» **Estratto del documento**
-.-.-
Ad could not be loaded.

Vita da bassifondi: Trash Secco

Una lunga chiacchierata per sviscerare tutte le storie, della città e del suo regista, dietro il film presentato all'ultima edizione della Festa del Cinema di Roma.

Geschrieben von Nicola Gerundino il 1 Dezember 2022
Aggiornato il 12 Dezember 2022

Foto di Niccolò Berretta

Geburtsort

Roma

Wohnort

Roma

Attività

Regista

Sua la firma su tantissimi videoclip della nuova scena hip-hop, romana e non, da Marracash a Noyz Narcos, da Achille Lauro e la crew Quarto Blocco a Drone e Ketama della 126 – sua la firma su „Nefasto“, una delle gemme underground capitoline che si è conquistata di diritto un posto in quell’Olimpo capovolto che va da „Amore Tossico“ e „L’imperatore di Roma“ in giù. E visto che lo stupore (leggi trip) da queste parti è di casa, Trash Secco quest’anno lo abbiamo ritrovato tra i protagonisti della Festa del Cinema di Roma con „Bassifondi“, un film che racconta la storia di due homeless – Callisto e Romeo, interpretati da Gabriele Silli e Romano Talevi – alla cui sceneggiatura hanno lavorato anche i Damiano e Fabio D’Innocenzo. Una scheggia impazzita avvolta da un mantello classicheggiante, dentro la quale si nascondono quindici anni di storie, suggestioni e ispirazioni, perché tanti ne sono passati dalla prima scrittura della storia. Ne abbiamo parlato direttamente con Trash in questa lunga chiacchierata, illuminate sul significato di passione e testardaggine artistica.

 

 

Iniziamo dal red carpet con i Fratelli d'Innocenzo, Romano Talevi e un Gabriele Silli con un outfit incredibile. Più l'emozione per la passerella e la proiezione o il “fomento” per la squadra messa in campo?

Sinceramente io non stavo benissimo: emotivamente parlando ero pieno di turbamenti interiori. Visionare il film per la prima volta insieme a giornalisti, registi, scrittori, attori e produttori non è stato facile. Allo stesso tempo, permettere al team creativo con cui lavoro da più di dieci anni di guardarli negli occhi mi ha restituito subito emozioni positive e una sensazione di orgoglio che mi ha fatto stare bene. Parlo della direttrice della fotografia Valentina Belli con cui ho girato moltissimi videoclip, del compositore Giacomo Falciani con cui ho creato „Nefasto“ (la mia primissima opera audiovisiva), del graphic designer Lorenzo Properzi che ha creato tutte le locandine delle mie opere e le grafiche delle scenografie, di attori ormai feticci con cui sono partito tanti anni fa. Insomma, è stata quasi una riunione di classe del liceo al quadrato! Romano Talevi e Gabriele Silli sono stati delle muse ispiratrici fin dall’inizio: nonostante siano delle persone molto complesse, sia sul set che fuori portano un energia positiva contagiosa, sono euforici al punto giusto. Aspetto che per me è stato fondamentale per affrontare momenti di stress e tensione.
-.-.-
» **Righe fornite**
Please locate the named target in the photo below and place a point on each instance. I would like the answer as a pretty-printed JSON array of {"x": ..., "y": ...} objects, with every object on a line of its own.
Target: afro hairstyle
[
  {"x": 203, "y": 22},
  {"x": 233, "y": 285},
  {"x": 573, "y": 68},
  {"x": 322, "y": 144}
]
-.-.-
» **Compito assegnato 1**
Elenca tutti i titoli di film e opere che compaiono tra virgolette nell'intervista a Trash Secco.
» **Compito assegnato 2**
Secondo l'intervista a Trash Secco, che cosa ha creato Lorenzo Properzi?
» **Compito assegnato 3**
Riporta fedelmente il passo dell'intervista a Trash Secco da "Vita da bassifondi: Trash" fino a "Cinema di Roma." compreso.

» **Risposta esercizio 1**
- Nefasto
- Amore Tossico
- L'imperatore di Roma
- Bassifondi

» **Risposta esercizio 2**
Tutte le locandine delle opere di Trash Secco e le grafiche delle scenografie.

» **Risposta esercizio 3**
Vita da bassifondi: Trash Secco

Una lunga chiacchierata per sviscerare tutte le storie, della città e del suo regista, dietro il film presentato all'ultima edizione della Festa del Cinema di Roma.